## Begin Information given

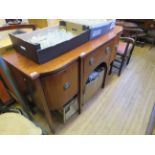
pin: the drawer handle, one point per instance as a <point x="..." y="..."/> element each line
<point x="107" y="50"/>
<point x="67" y="85"/>
<point x="91" y="61"/>
<point x="116" y="47"/>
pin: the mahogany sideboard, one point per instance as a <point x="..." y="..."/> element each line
<point x="46" y="82"/>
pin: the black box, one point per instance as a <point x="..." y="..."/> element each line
<point x="42" y="55"/>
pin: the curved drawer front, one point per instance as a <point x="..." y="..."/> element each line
<point x="100" y="55"/>
<point x="62" y="86"/>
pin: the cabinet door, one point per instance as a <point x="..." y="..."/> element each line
<point x="4" y="96"/>
<point x="62" y="86"/>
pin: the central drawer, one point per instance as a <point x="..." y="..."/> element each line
<point x="98" y="56"/>
<point x="62" y="86"/>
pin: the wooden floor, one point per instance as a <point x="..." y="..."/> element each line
<point x="125" y="104"/>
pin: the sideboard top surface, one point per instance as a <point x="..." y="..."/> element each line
<point x="34" y="70"/>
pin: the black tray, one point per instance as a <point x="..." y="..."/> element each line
<point x="34" y="51"/>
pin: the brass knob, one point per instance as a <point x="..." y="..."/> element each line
<point x="116" y="47"/>
<point x="91" y="61"/>
<point x="107" y="50"/>
<point x="67" y="85"/>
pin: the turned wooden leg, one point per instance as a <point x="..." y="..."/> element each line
<point x="45" y="106"/>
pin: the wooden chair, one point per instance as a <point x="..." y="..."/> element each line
<point x="124" y="53"/>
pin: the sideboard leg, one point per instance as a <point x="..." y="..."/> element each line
<point x="46" y="109"/>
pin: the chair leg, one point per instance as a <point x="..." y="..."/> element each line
<point x="128" y="60"/>
<point x="121" y="67"/>
<point x="111" y="65"/>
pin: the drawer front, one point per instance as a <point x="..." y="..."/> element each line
<point x="102" y="54"/>
<point x="62" y="86"/>
<point x="114" y="49"/>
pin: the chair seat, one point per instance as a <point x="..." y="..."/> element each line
<point x="122" y="46"/>
<point x="16" y="124"/>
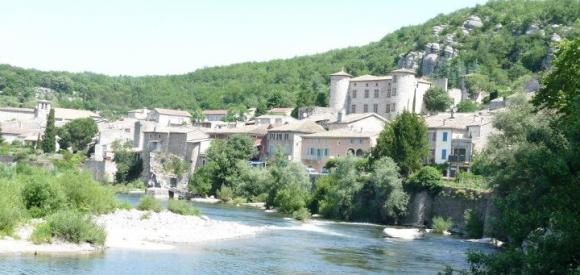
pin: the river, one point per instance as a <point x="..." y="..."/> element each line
<point x="290" y="247"/>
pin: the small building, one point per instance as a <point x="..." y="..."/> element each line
<point x="454" y="138"/>
<point x="186" y="143"/>
<point x="168" y="117"/>
<point x="215" y="115"/>
<point x="140" y="114"/>
<point x="288" y="138"/>
<point x="318" y="148"/>
<point x="274" y="119"/>
<point x="281" y="111"/>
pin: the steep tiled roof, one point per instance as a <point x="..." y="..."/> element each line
<point x="171" y="112"/>
<point x="368" y="77"/>
<point x="342" y="133"/>
<point x="70" y="114"/>
<point x="303" y="126"/>
<point x="215" y="112"/>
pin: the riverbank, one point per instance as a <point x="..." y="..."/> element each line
<point x="136" y="229"/>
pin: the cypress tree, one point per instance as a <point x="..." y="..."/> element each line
<point x="49" y="138"/>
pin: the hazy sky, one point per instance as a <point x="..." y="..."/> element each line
<point x="141" y="37"/>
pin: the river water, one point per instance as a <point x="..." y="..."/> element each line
<point x="290" y="247"/>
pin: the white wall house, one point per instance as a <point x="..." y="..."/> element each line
<point x="167" y="117"/>
<point x="383" y="95"/>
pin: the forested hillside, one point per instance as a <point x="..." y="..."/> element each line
<point x="511" y="45"/>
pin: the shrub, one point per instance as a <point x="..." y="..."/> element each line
<point x="225" y="193"/>
<point x="467" y="106"/>
<point x="85" y="194"/>
<point x="149" y="203"/>
<point x="428" y="178"/>
<point x="41" y="234"/>
<point x="124" y="205"/>
<point x="473" y="225"/>
<point x="301" y="214"/>
<point x="182" y="208"/>
<point x="70" y="226"/>
<point x="42" y="195"/>
<point x="441" y="225"/>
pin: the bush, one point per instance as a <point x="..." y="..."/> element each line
<point x="85" y="194"/>
<point x="301" y="214"/>
<point x="182" y="208"/>
<point x="467" y="106"/>
<point x="70" y="226"/>
<point x="225" y="193"/>
<point x="124" y="205"/>
<point x="42" y="195"/>
<point x="428" y="178"/>
<point x="441" y="225"/>
<point x="473" y="225"/>
<point x="149" y="203"/>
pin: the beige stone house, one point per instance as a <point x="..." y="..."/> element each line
<point x="288" y="138"/>
<point x="160" y="144"/>
<point x="318" y="148"/>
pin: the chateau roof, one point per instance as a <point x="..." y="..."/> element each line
<point x="171" y="112"/>
<point x="341" y="73"/>
<point x="303" y="126"/>
<point x="342" y="133"/>
<point x="70" y="114"/>
<point x="350" y="118"/>
<point x="368" y="77"/>
<point x="215" y="112"/>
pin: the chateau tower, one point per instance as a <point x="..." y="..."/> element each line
<point x="405" y="83"/>
<point x="339" y="83"/>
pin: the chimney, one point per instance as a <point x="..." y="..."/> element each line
<point x="340" y="116"/>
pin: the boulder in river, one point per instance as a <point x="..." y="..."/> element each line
<point x="403" y="233"/>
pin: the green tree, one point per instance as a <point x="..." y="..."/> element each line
<point x="437" y="100"/>
<point x="534" y="168"/>
<point x="49" y="139"/>
<point x="405" y="141"/>
<point x="78" y="133"/>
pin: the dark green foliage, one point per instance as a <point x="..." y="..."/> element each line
<point x="473" y="225"/>
<point x="404" y="139"/>
<point x="48" y="144"/>
<point x="467" y="106"/>
<point x="182" y="208"/>
<point x="70" y="226"/>
<point x="77" y="134"/>
<point x="437" y="100"/>
<point x="149" y="203"/>
<point x="428" y="179"/>
<point x="129" y="165"/>
<point x="502" y="56"/>
<point x="534" y="167"/>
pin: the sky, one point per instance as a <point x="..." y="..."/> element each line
<point x="159" y="37"/>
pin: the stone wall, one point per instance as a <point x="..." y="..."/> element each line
<point x="450" y="203"/>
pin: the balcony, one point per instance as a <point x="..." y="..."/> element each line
<point x="457" y="158"/>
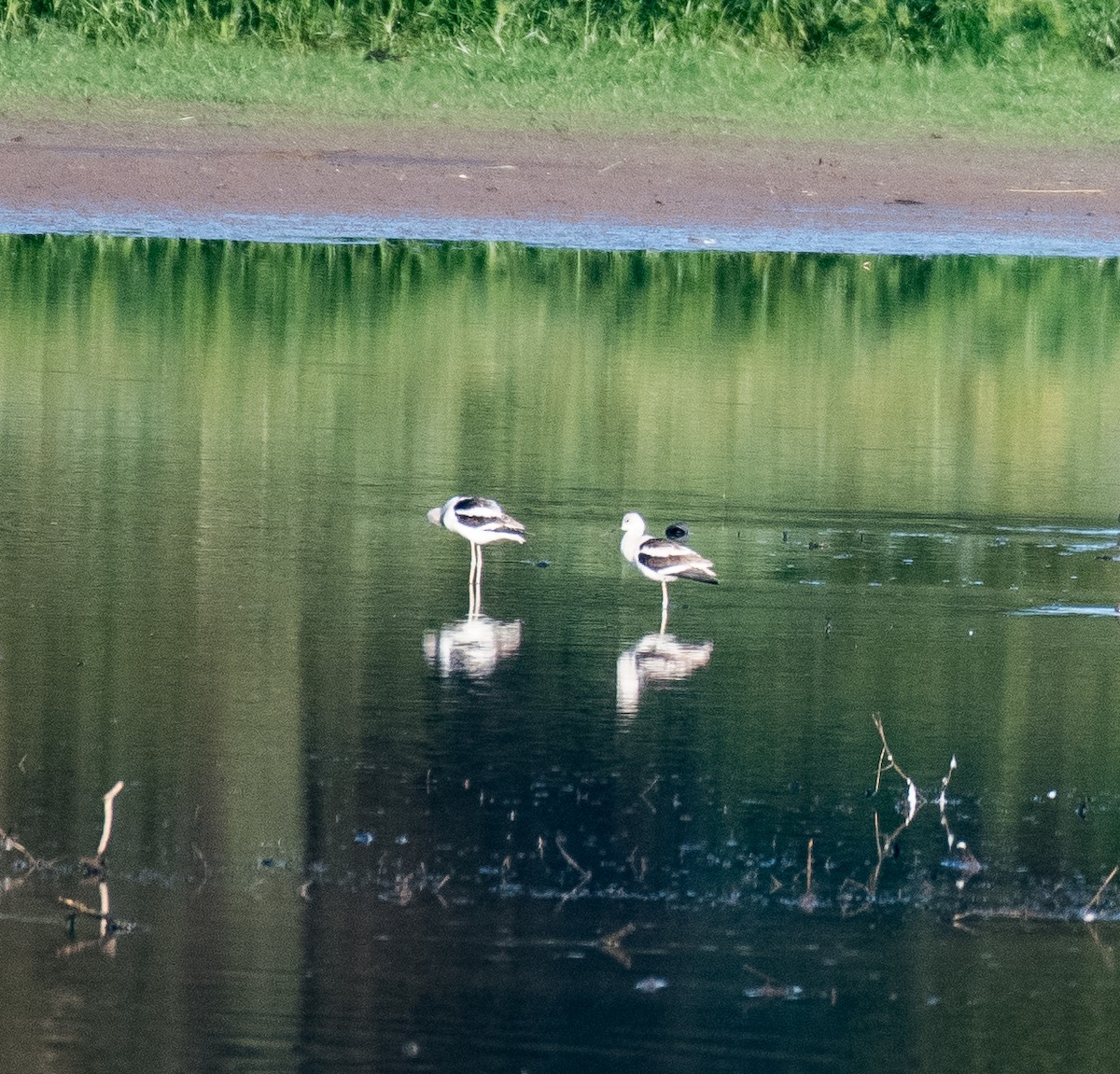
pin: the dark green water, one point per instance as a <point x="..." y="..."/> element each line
<point x="361" y="833"/>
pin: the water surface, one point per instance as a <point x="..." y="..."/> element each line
<point x="361" y="830"/>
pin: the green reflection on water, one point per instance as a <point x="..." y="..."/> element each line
<point x="217" y="576"/>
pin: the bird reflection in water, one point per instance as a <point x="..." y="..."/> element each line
<point x="473" y="647"/>
<point x="658" y="658"/>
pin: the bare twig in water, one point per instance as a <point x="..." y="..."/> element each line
<point x="7" y="843"/>
<point x="770" y="989"/>
<point x="585" y="874"/>
<point x="613" y="945"/>
<point x="82" y="908"/>
<point x="888" y="762"/>
<point x="807" y="901"/>
<point x="1100" y="893"/>
<point x="95" y="866"/>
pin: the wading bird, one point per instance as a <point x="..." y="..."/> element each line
<point x="481" y="521"/>
<point x="662" y="560"/>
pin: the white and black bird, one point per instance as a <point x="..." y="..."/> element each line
<point x="481" y="521"/>
<point x="662" y="560"/>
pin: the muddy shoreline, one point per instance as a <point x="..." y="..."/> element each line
<point x="367" y="183"/>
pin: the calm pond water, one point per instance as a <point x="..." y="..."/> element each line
<point x="363" y="831"/>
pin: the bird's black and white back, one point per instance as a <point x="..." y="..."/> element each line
<point x="477" y="519"/>
<point x="661" y="559"/>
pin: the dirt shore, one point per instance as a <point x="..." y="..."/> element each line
<point x="208" y="169"/>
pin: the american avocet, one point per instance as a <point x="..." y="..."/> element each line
<point x="481" y="521"/>
<point x="662" y="560"/>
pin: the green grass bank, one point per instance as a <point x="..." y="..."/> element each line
<point x="673" y="88"/>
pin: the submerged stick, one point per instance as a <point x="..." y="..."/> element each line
<point x="107" y="830"/>
<point x="1100" y="891"/>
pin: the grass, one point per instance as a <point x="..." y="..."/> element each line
<point x="672" y="89"/>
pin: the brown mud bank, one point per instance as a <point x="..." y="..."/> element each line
<point x="930" y="195"/>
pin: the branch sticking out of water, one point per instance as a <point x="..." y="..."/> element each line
<point x="1087" y="913"/>
<point x="807" y="901"/>
<point x="95" y="866"/>
<point x="888" y="762"/>
<point x="585" y="874"/>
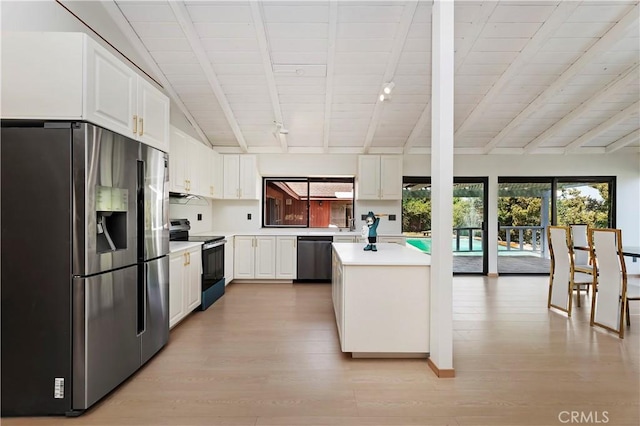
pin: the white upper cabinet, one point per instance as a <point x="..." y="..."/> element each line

## End Information given

Task brief:
Write out an exact copy of the lines beginning at the line that contains "pin: the american" and ending at the last line of the listing. Exclude pictures.

Complete output:
pin: the american avocet, one point per instance as a <point x="..." y="..."/> element each line
<point x="481" y="521"/>
<point x="662" y="560"/>
pin: the green grass bank, one point per instance as a <point x="..." y="..."/> element each line
<point x="673" y="88"/>
pin: the submerged stick, one point per instance as a <point x="..." y="..."/> element each line
<point x="107" y="830"/>
<point x="1100" y="891"/>
pin: the grass, one point per instance as a <point x="..." y="..."/> element each line
<point x="672" y="89"/>
pin: the brown mud bank, one point per instance as a <point x="..." y="..."/> element each line
<point x="930" y="195"/>
pin: the branch sticking out of water, one point per instance as a <point x="..." y="..."/> element each line
<point x="1087" y="913"/>
<point x="807" y="901"/>
<point x="95" y="866"/>
<point x="888" y="762"/>
<point x="585" y="874"/>
pin: the white upper cabinet, one point per instance as a <point x="..." y="..."/> element each line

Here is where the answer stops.